▸ **TEXT SHOWN**
=====

Prices charged by factories in China have risen at the steepest rate for more than three years, sparking inflation fears across the globe.
Data from China’s National Bureau of Statistics revealed that the producer price index jumped 6.8% in the year to April, up from 4.4% the previous month.
The scale of the price increases also outstripped the 6.5% that had been predicted by analysts.
The increase in factory gate inflation was driven by a spike in commodity prices – the cost of raw materials increased 15% in the year to April.
Such an increase in prices is likely to result in higher sourcing costs for retailers, creating a fresh dilemma as the sector bids to bounce back from the coronavirus crisis – whether to absorb such costs, or pass them on to customers.
Although the consumer price index (CPI) rose 0.9% last month, up from 0.4% in March, that remained below forecasts of a 1% rise. The increase was driven by non-food prices.
Increased inflationary pressure could force central banks ro raise interest rates, which would slow the economic recovery.
And concerns have already hit global stock markets, with the FTSE, Nasdaq, Tokyo’s Nikkei 225 and the Hang Seng in Hong Kong all falling this week.
Lead economist at Oxford Economics Stephen Foreman said: “We project global producer price inflation will experience a spike this year, especially in emerging markets and the US. But it won’t persist.
“The return to more normal economic activity, an easing of supply-side pressures and structural downward forces will keep a lid on the medium-term producer price outlook.”

=====

▸ **Extracted records**
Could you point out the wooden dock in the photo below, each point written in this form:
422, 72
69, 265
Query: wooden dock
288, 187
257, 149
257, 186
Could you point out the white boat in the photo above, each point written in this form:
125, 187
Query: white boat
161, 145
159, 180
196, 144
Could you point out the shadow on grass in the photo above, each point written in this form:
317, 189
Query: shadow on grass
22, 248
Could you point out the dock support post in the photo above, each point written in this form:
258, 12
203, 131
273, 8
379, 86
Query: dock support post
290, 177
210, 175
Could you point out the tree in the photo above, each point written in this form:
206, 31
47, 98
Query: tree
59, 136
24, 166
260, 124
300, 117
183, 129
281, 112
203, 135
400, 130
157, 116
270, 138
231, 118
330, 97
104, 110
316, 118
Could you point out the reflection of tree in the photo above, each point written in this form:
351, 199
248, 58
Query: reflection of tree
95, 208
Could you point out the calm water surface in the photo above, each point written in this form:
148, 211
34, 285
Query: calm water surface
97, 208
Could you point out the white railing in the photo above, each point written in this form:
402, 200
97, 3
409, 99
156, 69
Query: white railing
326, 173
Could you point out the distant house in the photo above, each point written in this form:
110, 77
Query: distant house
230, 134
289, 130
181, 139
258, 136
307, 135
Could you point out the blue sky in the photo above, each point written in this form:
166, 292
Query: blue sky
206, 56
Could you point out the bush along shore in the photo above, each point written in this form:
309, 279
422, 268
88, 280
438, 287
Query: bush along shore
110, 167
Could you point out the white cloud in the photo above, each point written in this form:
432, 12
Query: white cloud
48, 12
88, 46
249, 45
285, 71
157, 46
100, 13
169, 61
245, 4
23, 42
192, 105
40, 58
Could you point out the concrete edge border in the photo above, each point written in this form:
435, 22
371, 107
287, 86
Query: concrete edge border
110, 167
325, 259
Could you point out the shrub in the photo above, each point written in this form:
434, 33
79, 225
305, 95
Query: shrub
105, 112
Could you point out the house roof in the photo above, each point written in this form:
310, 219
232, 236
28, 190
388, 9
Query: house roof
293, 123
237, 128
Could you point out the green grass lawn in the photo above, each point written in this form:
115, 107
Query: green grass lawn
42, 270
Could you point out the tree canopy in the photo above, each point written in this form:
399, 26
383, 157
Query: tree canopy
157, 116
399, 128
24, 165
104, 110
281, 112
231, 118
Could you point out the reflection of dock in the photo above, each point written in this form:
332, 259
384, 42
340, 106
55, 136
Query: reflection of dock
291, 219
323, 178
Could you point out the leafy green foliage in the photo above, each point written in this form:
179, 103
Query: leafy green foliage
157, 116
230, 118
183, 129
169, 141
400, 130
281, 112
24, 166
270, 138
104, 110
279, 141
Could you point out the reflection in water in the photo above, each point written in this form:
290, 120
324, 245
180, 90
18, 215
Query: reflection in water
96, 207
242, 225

=====

▸ **WORK INSTRUCTION A**
Reproduce the passage of the article on Chinese factory prices from "Such an increase" up to and including "on to customers.".
▸ **WORK INSTRUCTION B**
Summarize the article on Chinese factory prices in two sentences.

▸ **REPLY A**
Such an increase in prices is likely to result in higher sourcing costs for retailers, creating a fresh dilemma as the sector bids to bounce back from the coronavirus crisis – whether to absorb such costs, or pass them on to customers.

▸ **REPLY B**
China's producer price index rose 6.8% in the year to April, its steepest rate in more than three years and above analysts' forecasts, driven by a 15% jump in raw material costs. The rise has stirred global inflation fears and hit stock markets, though an Oxford Economics economist expects the spike in producer price inflation not to persist.